→ **GOAL**
Repeat every record below exactly, omitting any pictures.

-*-*-

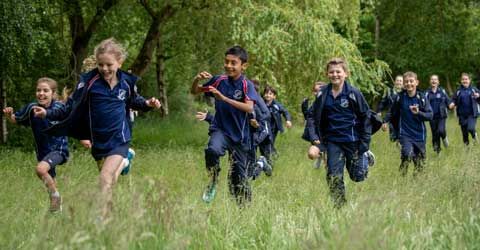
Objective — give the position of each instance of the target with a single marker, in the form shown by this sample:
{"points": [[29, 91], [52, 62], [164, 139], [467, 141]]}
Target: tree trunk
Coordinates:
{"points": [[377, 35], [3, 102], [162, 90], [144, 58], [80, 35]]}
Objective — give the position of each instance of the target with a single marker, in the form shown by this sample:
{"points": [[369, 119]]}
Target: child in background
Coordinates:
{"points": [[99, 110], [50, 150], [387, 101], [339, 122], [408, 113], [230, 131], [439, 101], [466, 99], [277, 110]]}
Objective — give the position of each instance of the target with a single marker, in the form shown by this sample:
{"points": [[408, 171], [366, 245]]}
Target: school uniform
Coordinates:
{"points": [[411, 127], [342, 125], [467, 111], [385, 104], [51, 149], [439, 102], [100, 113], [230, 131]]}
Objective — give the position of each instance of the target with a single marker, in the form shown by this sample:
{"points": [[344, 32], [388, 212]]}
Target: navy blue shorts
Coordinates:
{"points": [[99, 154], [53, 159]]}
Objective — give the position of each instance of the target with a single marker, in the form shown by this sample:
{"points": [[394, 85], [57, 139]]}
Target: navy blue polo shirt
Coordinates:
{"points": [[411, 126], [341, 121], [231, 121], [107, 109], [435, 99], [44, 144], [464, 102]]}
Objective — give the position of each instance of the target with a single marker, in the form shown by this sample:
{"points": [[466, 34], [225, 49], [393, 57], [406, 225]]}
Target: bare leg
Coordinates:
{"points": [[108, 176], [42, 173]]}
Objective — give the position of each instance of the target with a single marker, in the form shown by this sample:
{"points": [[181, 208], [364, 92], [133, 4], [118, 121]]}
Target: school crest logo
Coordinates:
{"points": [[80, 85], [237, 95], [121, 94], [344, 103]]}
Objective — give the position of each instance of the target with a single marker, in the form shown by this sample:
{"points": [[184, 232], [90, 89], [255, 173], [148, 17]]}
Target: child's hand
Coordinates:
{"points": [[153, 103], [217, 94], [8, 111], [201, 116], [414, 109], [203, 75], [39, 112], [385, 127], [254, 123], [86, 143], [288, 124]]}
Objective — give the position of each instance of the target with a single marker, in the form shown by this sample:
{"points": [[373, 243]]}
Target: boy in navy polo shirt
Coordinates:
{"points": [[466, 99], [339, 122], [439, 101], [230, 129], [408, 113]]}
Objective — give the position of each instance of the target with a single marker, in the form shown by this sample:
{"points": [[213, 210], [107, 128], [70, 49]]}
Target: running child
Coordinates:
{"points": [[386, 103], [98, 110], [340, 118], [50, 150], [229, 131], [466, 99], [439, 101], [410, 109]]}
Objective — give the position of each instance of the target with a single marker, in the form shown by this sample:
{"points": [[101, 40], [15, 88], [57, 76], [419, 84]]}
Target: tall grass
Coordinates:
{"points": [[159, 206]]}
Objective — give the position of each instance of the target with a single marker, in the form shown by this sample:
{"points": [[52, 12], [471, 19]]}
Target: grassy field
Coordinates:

-*-*-

→ **SOLUTION TO THE PROBLEM**
Objective — give the position of each instance of the target with a single marker, in the form shown by this sample:
{"points": [[29, 91], [52, 62], [164, 139], [467, 141]]}
Target: tree trunk
Coordinates:
{"points": [[377, 35], [3, 102], [162, 90], [144, 58], [80, 35]]}
Objective — give the position of each instance of the target with a single marker, in the form shown by this sample:
{"points": [[369, 119]]}
Target: child in background
Coordinates:
{"points": [[99, 110], [50, 150], [387, 101], [339, 122], [408, 113], [230, 131], [439, 101], [466, 99], [277, 110]]}
Objective — give the position of each instance of the target with a single marker, in the form shown by this sample:
{"points": [[408, 171], [366, 245]]}
Target: school uniform
Coordinates:
{"points": [[411, 127], [342, 125], [467, 111], [385, 104], [51, 149], [439, 102], [100, 113], [230, 131]]}
Objective — give the position of each instance of the target with a single marker, in the form shown by this sample:
{"points": [[344, 32], [388, 212]]}
Target: navy blue shorts
Coordinates:
{"points": [[99, 154], [53, 159]]}
Objective — give the position of each instance of the target with a single marker, in the form shown by this sample:
{"points": [[394, 85], [57, 139]]}
Target: navy blue polo shirt
Coordinates:
{"points": [[411, 126], [341, 121], [231, 121], [107, 109], [435, 99], [44, 144], [464, 102]]}
Objective — give the position of each instance of the target with a single marker, in the form shown by this sample:
{"points": [[466, 34], [225, 49], [393, 57], [406, 225]]}
Target: bare leg
Coordinates:
{"points": [[108, 176], [42, 173]]}
Objective — give the position of each instance of the target with a single marker, in the form shown by this sample:
{"points": [[181, 208], [364, 92], [133, 4], [118, 121]]}
Target: school crest logo
Coordinates:
{"points": [[80, 85], [237, 95], [121, 94], [344, 103]]}
Objective — give the position of each instance of the target with a single marker, in the form shown by this sample:
{"points": [[184, 232], [90, 89], [255, 173], [148, 17]]}
Target: child's hand
Coordinates:
{"points": [[153, 103], [217, 94], [8, 111], [201, 116], [414, 109], [203, 75], [39, 112], [385, 127], [254, 123], [86, 143], [288, 124]]}
Objective — give the position of each instance of the target with a single marker, in the form shown by this sample:
{"points": [[373, 243]]}
Target: boy in navy polo shirt
Coordinates:
{"points": [[466, 99], [339, 122], [439, 101], [230, 129], [408, 113]]}
Objective — give the position of each instance of the target with a single marker, in the form shown by this sample:
{"points": [[213, 210], [107, 128], [70, 49]]}
Target: running child
Coordinates:
{"points": [[386, 103], [98, 110], [340, 118], [50, 150], [229, 131], [466, 99], [439, 101], [410, 109]]}
Objective — give the position of each instance of the target with a single marker, in the form shown by this sample:
{"points": [[101, 40], [15, 88], [57, 76], [419, 84]]}
Target: tall grass
Coordinates:
{"points": [[159, 206]]}
Objective — give the position of each instance of the target with a single marker, in the form shown by this sample:
{"points": [[52, 12], [471, 19]]}
Target: grassy field
Coordinates:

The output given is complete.